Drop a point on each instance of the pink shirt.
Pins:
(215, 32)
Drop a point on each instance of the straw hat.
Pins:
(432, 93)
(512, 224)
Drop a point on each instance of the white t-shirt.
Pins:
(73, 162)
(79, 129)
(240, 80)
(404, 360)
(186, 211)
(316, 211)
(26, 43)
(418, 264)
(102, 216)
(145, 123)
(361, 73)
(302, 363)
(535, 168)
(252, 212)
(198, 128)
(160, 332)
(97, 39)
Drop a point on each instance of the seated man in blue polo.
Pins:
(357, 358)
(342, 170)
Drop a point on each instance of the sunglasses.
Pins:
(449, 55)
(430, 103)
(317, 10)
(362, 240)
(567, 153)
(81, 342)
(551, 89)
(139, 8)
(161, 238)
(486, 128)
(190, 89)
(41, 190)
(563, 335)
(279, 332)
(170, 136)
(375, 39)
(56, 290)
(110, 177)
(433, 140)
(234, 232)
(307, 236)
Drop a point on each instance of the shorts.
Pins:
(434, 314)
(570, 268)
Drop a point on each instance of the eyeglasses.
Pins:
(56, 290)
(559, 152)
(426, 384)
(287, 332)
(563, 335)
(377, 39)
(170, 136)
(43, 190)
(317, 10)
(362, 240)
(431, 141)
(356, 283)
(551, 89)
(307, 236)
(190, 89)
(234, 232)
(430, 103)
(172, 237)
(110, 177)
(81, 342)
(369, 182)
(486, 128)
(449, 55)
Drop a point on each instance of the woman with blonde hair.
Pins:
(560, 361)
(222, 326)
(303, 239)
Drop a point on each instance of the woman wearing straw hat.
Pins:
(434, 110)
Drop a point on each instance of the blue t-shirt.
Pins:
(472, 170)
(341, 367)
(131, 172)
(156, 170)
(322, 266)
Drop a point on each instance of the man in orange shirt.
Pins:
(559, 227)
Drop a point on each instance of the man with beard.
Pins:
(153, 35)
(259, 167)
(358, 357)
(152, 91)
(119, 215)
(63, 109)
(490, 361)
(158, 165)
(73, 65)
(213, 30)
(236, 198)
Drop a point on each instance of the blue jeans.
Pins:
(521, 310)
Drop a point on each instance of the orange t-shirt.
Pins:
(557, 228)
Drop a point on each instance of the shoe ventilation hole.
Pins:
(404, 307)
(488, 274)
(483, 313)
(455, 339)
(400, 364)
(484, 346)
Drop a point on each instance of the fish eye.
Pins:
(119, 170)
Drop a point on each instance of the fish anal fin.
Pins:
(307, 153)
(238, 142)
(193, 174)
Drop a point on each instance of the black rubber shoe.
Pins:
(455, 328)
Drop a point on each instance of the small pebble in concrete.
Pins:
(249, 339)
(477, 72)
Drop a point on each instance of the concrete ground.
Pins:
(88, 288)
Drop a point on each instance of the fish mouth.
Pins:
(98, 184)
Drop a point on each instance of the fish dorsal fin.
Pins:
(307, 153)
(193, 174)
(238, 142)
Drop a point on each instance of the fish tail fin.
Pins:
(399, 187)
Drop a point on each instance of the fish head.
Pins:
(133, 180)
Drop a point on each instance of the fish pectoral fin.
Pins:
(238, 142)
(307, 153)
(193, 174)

• Work to complete
Rewrite all the records above, putting "Points" in place of every "Pins" and changing nothing else.

• Exercise output
Drop a point on each instance of the pink shirt.
Points:
(215, 32)
Drop a point on each instance of the straw hat.
Points:
(432, 93)
(512, 224)
Drop a point on each instance of the white t-shirt.
Points:
(73, 162)
(79, 129)
(240, 80)
(404, 360)
(186, 211)
(316, 211)
(26, 43)
(418, 264)
(102, 216)
(145, 123)
(361, 73)
(302, 363)
(535, 168)
(252, 212)
(198, 128)
(160, 332)
(97, 39)
Drop a point on each instance of the seated man in blue polo.
Points:
(357, 358)
(342, 170)
Drop a point on each instance of the sunglasses.
Points:
(449, 55)
(430, 103)
(317, 10)
(362, 240)
(567, 153)
(81, 342)
(551, 89)
(139, 8)
(161, 238)
(486, 128)
(190, 89)
(41, 190)
(563, 335)
(279, 332)
(170, 136)
(375, 39)
(56, 290)
(110, 177)
(433, 140)
(234, 232)
(307, 236)
Drop a point on each instance of the shorts.
Points:
(434, 314)
(570, 268)
Drop a point on each instance of the eyeglasses.
Points:
(56, 290)
(559, 152)
(426, 384)
(287, 332)
(563, 335)
(377, 39)
(170, 136)
(43, 190)
(317, 10)
(362, 240)
(431, 141)
(356, 283)
(551, 89)
(307, 236)
(190, 89)
(234, 232)
(430, 103)
(172, 237)
(110, 177)
(81, 342)
(369, 182)
(486, 128)
(449, 55)
Drop a point on each instance of the woman with blonde hair.
Points:
(560, 361)
(222, 326)
(303, 239)
Drop a point on each instance of the woman wearing straw hat.
Points:
(434, 110)
Drop a point on each instance of the blue t-shirt.
Points:
(472, 170)
(341, 367)
(131, 172)
(156, 170)
(322, 266)
Drop a point on each instance of the man in orange shirt.
Points:
(559, 227)
Drop a point on each instance of the man with beard.
Points:
(153, 35)
(259, 167)
(358, 357)
(152, 91)
(119, 215)
(63, 109)
(490, 361)
(158, 165)
(73, 65)
(213, 30)
(236, 198)
Drop a point on each instance of the blue jeans.
Points:
(521, 310)
Drop a point on each instance of the orange t-shirt.
Points:
(557, 228)
Drop a point on each instance of the shoe ventilation hole.
Points:
(404, 307)
(488, 274)
(483, 313)
(455, 339)
(400, 364)
(484, 346)
Drop a point on each instance of the fish eye.
Points:
(119, 170)
Drop a point on each instance of the fish anal fin.
Points:
(307, 153)
(238, 142)
(193, 174)
Drop a point on each instance of the black rubber shoe.
Points:
(455, 328)
Drop a point on each instance of the small pebble in concrete.
Points:
(249, 339)
(477, 72)
Drop a point on each instance of the concrete ground.
Points:
(88, 288)
Drop a point on each instance of the fish mouth.
Points:
(98, 184)
Drop a point on each instance of the fish dorsal fin.
Points:
(307, 153)
(193, 174)
(238, 142)
Drop a point on each instance of the fish tail fin.
Points:
(399, 187)
Drop a point on each instance of the fish head.
Points:
(133, 180)
Drop a point on each instance of the fish pectoral fin.
Points:
(238, 142)
(307, 153)
(193, 174)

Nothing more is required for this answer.